** start MATERIALS PROVIDED **

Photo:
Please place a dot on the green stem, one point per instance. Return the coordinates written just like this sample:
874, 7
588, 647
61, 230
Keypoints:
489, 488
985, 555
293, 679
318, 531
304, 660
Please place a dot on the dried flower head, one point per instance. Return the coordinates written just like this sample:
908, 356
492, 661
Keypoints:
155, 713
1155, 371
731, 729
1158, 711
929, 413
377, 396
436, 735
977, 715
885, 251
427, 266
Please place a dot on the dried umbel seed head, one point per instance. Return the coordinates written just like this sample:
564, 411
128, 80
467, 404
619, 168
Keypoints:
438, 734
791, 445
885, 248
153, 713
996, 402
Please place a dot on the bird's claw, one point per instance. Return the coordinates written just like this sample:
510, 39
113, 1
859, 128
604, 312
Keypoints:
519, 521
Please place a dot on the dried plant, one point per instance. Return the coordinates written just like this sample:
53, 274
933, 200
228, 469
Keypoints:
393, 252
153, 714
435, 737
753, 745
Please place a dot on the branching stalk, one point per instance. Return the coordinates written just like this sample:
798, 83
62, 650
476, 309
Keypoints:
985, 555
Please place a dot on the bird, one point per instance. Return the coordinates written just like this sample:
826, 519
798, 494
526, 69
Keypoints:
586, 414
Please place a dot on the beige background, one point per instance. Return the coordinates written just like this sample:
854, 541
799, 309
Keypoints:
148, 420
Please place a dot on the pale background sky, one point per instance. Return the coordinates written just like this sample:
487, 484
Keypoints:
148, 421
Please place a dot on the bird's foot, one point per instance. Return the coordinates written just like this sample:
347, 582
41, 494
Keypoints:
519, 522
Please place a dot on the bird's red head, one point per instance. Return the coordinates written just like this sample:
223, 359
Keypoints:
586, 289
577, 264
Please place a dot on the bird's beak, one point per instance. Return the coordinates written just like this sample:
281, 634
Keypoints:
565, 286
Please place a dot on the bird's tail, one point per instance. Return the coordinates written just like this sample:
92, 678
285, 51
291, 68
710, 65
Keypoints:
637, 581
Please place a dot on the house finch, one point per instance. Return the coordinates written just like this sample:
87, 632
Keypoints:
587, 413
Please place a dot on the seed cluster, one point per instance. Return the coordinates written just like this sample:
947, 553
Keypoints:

** end MATERIALS PROVIDED **

PROBLEM TO WORK ON: Write the lines above as a JSON list of strings, with one string per line and blank lines omitted.

EXPECTED ANSWER:
[
  "Photo:",
  "Please place a dot on the green stem, one point per instance. Return the coordinates written just like this sample:",
  "874, 7",
  "588, 647",
  "61, 230",
  "Keypoints:",
  "489, 488",
  "985, 555",
  "293, 679",
  "318, 531",
  "304, 660",
  "Please place a dot on the dried flower head, one point per instance. Return the coordinates written just like this sample:",
  "908, 356",
  "492, 661",
  "Keypoints:",
  "155, 713",
  "1155, 371",
  "731, 729",
  "1158, 711",
  "929, 413",
  "377, 396",
  "436, 735",
  "977, 715",
  "885, 251",
  "427, 266",
  "Please place a dot on the dried umbel seed head, one point per instance. Return the coordinates written just like this sample:",
  "564, 411",
  "128, 80",
  "467, 404",
  "619, 168",
  "Keypoints:",
  "438, 734",
  "791, 445",
  "885, 248",
  "153, 713",
  "996, 402",
  "Please place a dot on the bird's claw, one point per instance. Return the coordinates written just like this sample:",
  "510, 39",
  "113, 1",
  "859, 128",
  "604, 312",
  "Keypoints:",
  "519, 521",
  "Please place a dot on the dried plant, one point per instance. Return the coordinates written just like this sample:",
  "53, 274",
  "933, 200",
  "228, 469",
  "Keypoints:",
  "393, 252",
  "153, 714",
  "435, 737",
  "753, 745",
  "Please place a dot on the branching stalk, one point per instance. Return the coordinates written just like this sample:",
  "798, 83",
  "62, 650",
  "476, 309",
  "Keypoints:",
  "985, 555",
  "Please place a dot on the bird, one point per instance. Return the coordinates written just like this sample:",
  "826, 519",
  "798, 494",
  "526, 69",
  "Keypoints:",
  "586, 414",
  "Please place a dot on the beige background, one point per instance. Return the coordinates written just like this sample:",
  "854, 541",
  "799, 309",
  "Keypoints:",
  "148, 420",
  "Please place a dot on the pale background sky, one point per instance. Return the coordinates written just like this sample:",
  "487, 484",
  "Keypoints:",
  "148, 421",
  "Please place a dot on the bird's foot, one point per instance. Return the coordinates written just like this sample:",
  "347, 582",
  "41, 494",
  "Keypoints:",
  "519, 522",
  "Please place a dot on the bird's red head, one point per instance. Return the coordinates written just like this sample:",
  "223, 359",
  "Keypoints:",
  "586, 289",
  "577, 264",
  "Please place a dot on the bird's beak, one point per instance. Return the coordinates written just like this sample:",
  "281, 634",
  "Keypoints:",
  "565, 286",
  "Please place a dot on the bird's tail, one point per instance. Return the coordinates written just like this sample:",
  "92, 678",
  "285, 51",
  "291, 68",
  "710, 65",
  "Keypoints:",
  "637, 581",
  "Please place a dot on the house finch, one point per instance. Return the coordinates written just like this sample:",
  "87, 632",
  "Keypoints:",
  "587, 413",
  "Please place a dot on the seed cluster, one point per instance. Return the coordinates written just like this sample:",
  "947, 553",
  "Keypoints:"
]